DOCUMENT TEXT START
How to compare wireless mice

There are many wireless mice to choose from, with pricing ranging anywhere from just a few dollars to well over $200 or more. When buying a wireless mouse, consider the following factors:

Sensor type

Basic laser optics are used in cheaper mice, and what they essentially do is capture a range of images of whatever's under the mouse, adjusting movement based on how much the image changes. The issue with cheaper laser optical mice is that they may work fine on a basic desk but struggle on any other kind of surface, which isn't always ideal. Equally, though, there's not much point in paying extra for a fancy sensor that works on surfaces such as glass if you're only ever going to drop it on your home office desk anyway.

Battery life and type

Wired mice draw power from their USB connectors, but going wireless means you'll have to factor in recharging your mouse in some way. For cheaper mice, this is almost always a matter of popping in a new set of either AA or AAA batteries – you'd be smart to invest in some rechargeable batteries in that case – but higher-end models come with embedded rechargeable batteries to keep it simple. Either way, what you want is a mouse with good battery endurance, because there's little worse than your mouse dying on you when you need it most.
DOCUMENT TEXT END
SOURCE DATA START
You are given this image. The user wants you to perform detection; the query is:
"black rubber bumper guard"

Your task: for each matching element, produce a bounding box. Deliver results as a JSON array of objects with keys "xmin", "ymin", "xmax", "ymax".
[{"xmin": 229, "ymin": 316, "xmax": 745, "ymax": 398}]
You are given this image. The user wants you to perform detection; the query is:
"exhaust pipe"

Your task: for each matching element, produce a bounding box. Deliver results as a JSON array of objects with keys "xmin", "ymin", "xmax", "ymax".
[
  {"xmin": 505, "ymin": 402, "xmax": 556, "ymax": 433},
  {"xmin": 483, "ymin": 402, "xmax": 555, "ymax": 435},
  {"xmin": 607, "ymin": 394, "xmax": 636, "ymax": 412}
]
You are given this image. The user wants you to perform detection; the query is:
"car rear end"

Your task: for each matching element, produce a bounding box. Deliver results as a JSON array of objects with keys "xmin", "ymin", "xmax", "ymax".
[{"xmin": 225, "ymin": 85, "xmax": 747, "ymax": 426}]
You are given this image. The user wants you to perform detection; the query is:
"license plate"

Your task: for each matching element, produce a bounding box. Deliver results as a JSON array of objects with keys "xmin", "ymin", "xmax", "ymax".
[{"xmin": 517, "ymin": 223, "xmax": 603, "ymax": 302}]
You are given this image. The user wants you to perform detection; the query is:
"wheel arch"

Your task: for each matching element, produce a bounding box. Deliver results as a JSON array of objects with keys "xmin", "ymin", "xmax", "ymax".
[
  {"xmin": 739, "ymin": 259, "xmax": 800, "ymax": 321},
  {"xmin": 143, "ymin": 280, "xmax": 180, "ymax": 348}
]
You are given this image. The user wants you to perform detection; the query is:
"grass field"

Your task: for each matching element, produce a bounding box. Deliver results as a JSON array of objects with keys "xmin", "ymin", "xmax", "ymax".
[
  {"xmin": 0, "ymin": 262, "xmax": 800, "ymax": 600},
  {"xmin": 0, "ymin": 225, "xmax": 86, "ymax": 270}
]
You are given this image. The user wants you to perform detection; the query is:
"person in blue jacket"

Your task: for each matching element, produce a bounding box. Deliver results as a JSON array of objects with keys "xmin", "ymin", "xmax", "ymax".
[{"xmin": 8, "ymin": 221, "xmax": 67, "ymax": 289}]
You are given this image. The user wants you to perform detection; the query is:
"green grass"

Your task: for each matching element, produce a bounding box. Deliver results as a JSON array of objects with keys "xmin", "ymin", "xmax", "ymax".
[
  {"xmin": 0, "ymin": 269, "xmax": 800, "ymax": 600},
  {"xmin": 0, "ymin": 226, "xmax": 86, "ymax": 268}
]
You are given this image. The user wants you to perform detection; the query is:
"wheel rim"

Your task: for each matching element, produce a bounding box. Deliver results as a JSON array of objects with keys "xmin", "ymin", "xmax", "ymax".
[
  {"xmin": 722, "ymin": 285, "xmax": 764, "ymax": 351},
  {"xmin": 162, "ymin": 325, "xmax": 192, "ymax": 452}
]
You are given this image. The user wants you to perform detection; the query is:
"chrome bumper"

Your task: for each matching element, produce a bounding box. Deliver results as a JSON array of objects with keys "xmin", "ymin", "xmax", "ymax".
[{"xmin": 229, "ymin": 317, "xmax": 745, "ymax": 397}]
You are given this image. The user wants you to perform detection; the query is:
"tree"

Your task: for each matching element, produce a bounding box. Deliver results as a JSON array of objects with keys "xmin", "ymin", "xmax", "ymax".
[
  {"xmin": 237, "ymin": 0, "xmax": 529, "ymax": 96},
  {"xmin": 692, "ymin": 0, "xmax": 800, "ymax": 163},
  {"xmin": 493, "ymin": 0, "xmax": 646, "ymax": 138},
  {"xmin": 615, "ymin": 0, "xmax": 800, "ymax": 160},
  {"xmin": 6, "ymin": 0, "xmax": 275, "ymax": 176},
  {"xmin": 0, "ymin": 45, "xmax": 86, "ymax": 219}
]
SOURCE DATA END
▸ **ACTIVITY LIST**
1. Translate this sentence from the wireless mice text into Spanish: "Wired mice draw power from their USB connectors, but going wireless means you'll have to factor in recharging your mouse in some way."
2. Continue the text on comparing wireless mice from where it stops.

▸ **EXERCISE RESULTS**
1. Los ratones con cable obtienen energía de sus conectores USB, pero pasarse a uno inalámbrico significa que tendrás que tener en cuenta la recarga del ratón de alguna manera.

2.
What buttons do you really need?

For many home office workers, your standard combo of left, right and scroll wheel will be more than enough. Gaming mice tend to go overboard – more than 10 buttons isn't uncommon – and while that may seem like overkill, it can have some good home office applications if you remap those firing buttons into helping you with commonly done mouse or keyboard tasks.

Sensor accuracy

Top-flight gaming mice will boast of DPI (dots per inch) rates above 10,000DPI pretty casually, and that's important if you're after a gaming mouse, but much less so if all you're going to be firing around are spreadsheet cells.